━━━ Text under study ━━━
Mortgage applications rose by 13.5% on a seasonally-adjusted basis over the week ending January 11th, 2019, according to data from the Mortgage Bankers Association’s Weekly Mortgage Applications Survey. As of the latest survey, applications have risen to their highest level since February 2018.
On an unadjusted basis, the Market Composite Index, a measure of mortgage loan application volume, rose 45% over the previous week. The Refinance Index rose by 19% over the same period, up to its highest level since March 2018. The seasonally-adjusted Purchase Index rose 9% from the previous week, up to its highest level since April 2010, and the unadjusted Purchase Index rose 43%.
“Uncertainty regarding the government shutdown, slowing global growth, Brexit, a more patient Fed, and a volatile stock market continued to keep rates from increasing,” says Mike Fratantoni, MBA’s senior vice president and chief economist. “The spring homebuying season is almost upon us, and if rates stay lower, inventory continues to grow, and the job market maintains its strength, we do expect to see a solid spring market. The 11 percent gain in purchase volume compared to last year is a promising sign.”
The refinance share of mortgage activity rose to 46.8%, the highest level since January 2018, from 45.8% the previous week. The adjustable-rate mortgage (ARM) share of activity rose to 9.2% of total applications, the highest level since October 2014, and the average loan size for refinance applications rose to a survey high of $353,100.
The FHA share of total applications rose to 10.9% from 10.3%. The VA share of total applications fell to 10.4% from 11.6%, and the USDA share fell to 0.5% from 0.6% the previous week.
“Borrowers with larger loans tend to be more responsive to a given drop in mortgage rates, and we are seeing that so far in 2019,” adds Fratantoni. “Furthermore, borrowers with jumbo loans are also more apt to take adjustable-rate mortgages as opposed to fixed-rate loans. Thus, it is not surprising to see the ARM share at its highest level since 2014. These borrowers may also feel more confident taking an adjustable-rate mortgage given the expectation of a more patient Fed.”
━━━ Data shown ━━━
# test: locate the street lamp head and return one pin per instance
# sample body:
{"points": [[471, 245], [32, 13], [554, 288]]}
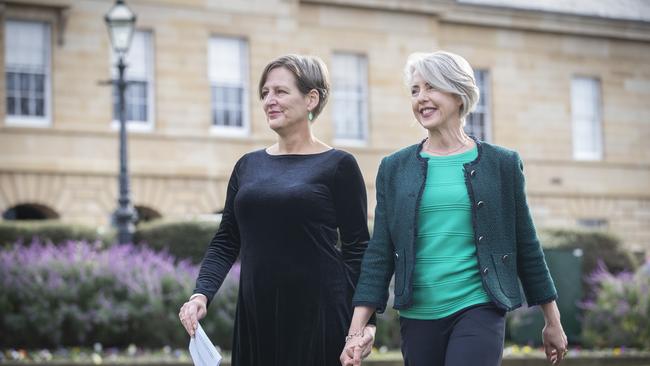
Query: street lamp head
{"points": [[120, 21]]}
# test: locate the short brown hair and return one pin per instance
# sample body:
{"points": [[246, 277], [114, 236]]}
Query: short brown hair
{"points": [[310, 72]]}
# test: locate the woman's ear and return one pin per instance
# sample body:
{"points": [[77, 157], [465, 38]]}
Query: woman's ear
{"points": [[313, 98]]}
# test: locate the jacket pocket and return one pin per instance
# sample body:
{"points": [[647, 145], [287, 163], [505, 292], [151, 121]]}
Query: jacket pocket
{"points": [[506, 268], [400, 271]]}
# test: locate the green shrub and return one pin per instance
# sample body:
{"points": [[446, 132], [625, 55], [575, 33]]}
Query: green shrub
{"points": [[619, 314], [182, 239], [46, 230], [595, 246]]}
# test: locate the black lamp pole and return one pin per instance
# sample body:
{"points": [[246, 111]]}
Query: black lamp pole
{"points": [[120, 22]]}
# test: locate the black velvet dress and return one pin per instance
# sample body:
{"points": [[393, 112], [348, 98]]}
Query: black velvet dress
{"points": [[281, 218]]}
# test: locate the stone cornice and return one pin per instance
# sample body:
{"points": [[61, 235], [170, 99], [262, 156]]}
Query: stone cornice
{"points": [[503, 17]]}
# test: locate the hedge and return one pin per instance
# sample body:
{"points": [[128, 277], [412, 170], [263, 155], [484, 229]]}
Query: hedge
{"points": [[47, 230], [183, 239]]}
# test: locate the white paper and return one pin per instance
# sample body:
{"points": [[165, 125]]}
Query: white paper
{"points": [[202, 350]]}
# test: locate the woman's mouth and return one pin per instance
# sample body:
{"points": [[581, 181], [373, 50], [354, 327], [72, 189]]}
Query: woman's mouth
{"points": [[427, 112]]}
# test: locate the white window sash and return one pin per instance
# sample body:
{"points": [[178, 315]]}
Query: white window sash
{"points": [[228, 68], [32, 64], [586, 119], [482, 108], [350, 82]]}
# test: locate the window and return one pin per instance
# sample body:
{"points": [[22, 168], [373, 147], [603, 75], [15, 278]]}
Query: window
{"points": [[139, 75], [228, 73], [593, 223], [478, 122], [585, 114], [350, 92], [29, 211], [27, 73]]}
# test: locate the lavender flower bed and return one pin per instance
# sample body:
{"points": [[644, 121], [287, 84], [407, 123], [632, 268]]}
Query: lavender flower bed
{"points": [[619, 312], [79, 294]]}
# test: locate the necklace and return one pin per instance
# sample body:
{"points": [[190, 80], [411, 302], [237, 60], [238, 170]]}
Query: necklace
{"points": [[444, 153]]}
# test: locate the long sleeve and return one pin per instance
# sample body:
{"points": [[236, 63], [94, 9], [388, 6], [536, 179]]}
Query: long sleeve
{"points": [[351, 206], [531, 266], [224, 247], [378, 266]]}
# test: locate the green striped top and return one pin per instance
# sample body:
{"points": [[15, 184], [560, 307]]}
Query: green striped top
{"points": [[446, 277]]}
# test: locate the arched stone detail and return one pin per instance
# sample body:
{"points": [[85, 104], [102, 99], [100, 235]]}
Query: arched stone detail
{"points": [[26, 188]]}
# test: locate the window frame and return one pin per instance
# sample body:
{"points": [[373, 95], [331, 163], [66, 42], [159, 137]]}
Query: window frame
{"points": [[32, 121], [485, 102], [133, 125], [365, 103], [244, 55], [598, 153]]}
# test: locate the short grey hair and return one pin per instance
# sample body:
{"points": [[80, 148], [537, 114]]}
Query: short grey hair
{"points": [[447, 72], [310, 72]]}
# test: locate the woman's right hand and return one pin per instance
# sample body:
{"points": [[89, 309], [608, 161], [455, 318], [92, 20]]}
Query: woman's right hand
{"points": [[192, 311]]}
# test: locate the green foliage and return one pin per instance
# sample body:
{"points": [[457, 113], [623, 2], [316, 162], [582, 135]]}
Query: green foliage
{"points": [[388, 329], [182, 239], [47, 230], [619, 315], [595, 246]]}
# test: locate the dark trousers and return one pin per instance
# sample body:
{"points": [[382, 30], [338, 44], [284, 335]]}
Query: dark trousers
{"points": [[470, 337]]}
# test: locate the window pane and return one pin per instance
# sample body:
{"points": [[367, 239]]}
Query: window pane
{"points": [[11, 106], [349, 81], [228, 73], [138, 75], [24, 107]]}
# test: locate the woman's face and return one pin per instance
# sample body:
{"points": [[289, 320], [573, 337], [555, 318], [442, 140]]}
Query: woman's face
{"points": [[284, 105], [433, 108]]}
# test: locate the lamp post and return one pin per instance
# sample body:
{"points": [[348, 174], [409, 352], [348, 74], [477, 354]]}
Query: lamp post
{"points": [[120, 21]]}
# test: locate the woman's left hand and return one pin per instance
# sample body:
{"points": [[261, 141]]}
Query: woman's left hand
{"points": [[555, 343], [358, 348]]}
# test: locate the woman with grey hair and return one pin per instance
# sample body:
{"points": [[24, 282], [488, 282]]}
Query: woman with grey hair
{"points": [[453, 225], [285, 208]]}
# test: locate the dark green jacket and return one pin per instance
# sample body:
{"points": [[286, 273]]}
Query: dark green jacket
{"points": [[504, 234]]}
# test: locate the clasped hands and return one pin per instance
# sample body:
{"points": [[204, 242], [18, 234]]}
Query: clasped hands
{"points": [[358, 346]]}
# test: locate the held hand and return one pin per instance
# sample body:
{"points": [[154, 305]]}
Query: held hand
{"points": [[555, 343], [191, 312], [358, 347]]}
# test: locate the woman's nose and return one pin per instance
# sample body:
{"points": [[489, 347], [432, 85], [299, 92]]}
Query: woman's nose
{"points": [[269, 99]]}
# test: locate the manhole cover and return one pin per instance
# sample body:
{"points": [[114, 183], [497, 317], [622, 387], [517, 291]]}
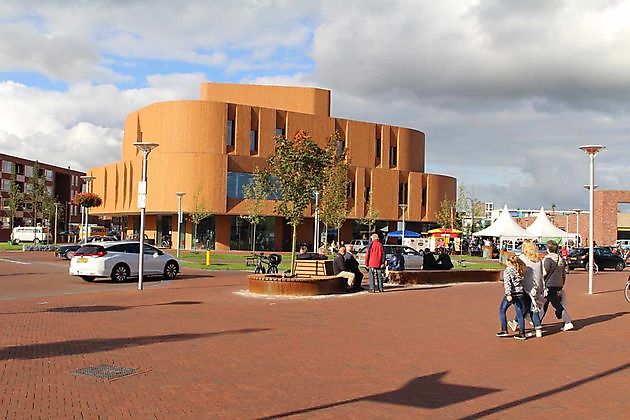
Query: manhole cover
{"points": [[105, 371]]}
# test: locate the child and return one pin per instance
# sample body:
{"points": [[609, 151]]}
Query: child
{"points": [[514, 295]]}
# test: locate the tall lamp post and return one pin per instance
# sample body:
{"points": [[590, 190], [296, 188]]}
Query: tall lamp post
{"points": [[180, 219], [403, 207], [316, 222], [85, 213], [591, 150], [142, 203], [577, 225]]}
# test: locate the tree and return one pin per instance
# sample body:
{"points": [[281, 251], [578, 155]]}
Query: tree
{"points": [[298, 166], [371, 214], [15, 200], [257, 191], [197, 215], [443, 216], [334, 197]]}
━━━
## Explore the material
1) Reproduce the mortgage applications report word for word from "The FHA share" up to and including "0.6% the previous week.".
2) Extend the mortgage applications report with a passage that picks up after its last sentence.

## Task answers
1)
The FHA share of total applications rose to 10.9% from 10.3%. The VA share of total applications fell to 10.4% from 11.6%, and the USDA share fell to 0.5% from 0.6% the previous week.

2)
The average contract interest rate for 30-year fixed-rate mortgages with conforming loan balances ($484,350 or less) remained unchanged at 4.74%. Points for 80% loan-to-value ratio (LTV) loans fell to 0.45 from 0.47 the previous week. (All 80% LTV loan reports include the origination fee.) The effective rate decreased from last week.
The average contract interest rate for 30-year fixed-rate mortgages with jumbo loan balances (greater than $484,350) rose to 4.53% from 4.52%. Points for 80% LTV loans rose to 0.31 from 0.28, and the effective rate increased from last week.
The average contract interest rate for 30-year fixed-rate mortgages backed by the FHA rose to 4.76% from 4.70%. Points for 80% LTV loans rose to 0.52 from 0.47, and the effective rate increased from last week.
The average contract interest rate for 15-year fixed-rate mortgages fell to its lowest level since April 2018 at 4.13%, down from 4.16%. Points for 80% LTV loans rose to 0.45 from 0.35, and the effective rate remained unchanged from last week.
The average contract interest rate for 5/1 ARMs rose to 4.08% from 4.05%. Points for 80% LTV loans remained unchanged at 0.32, and the effective rate increased from last week.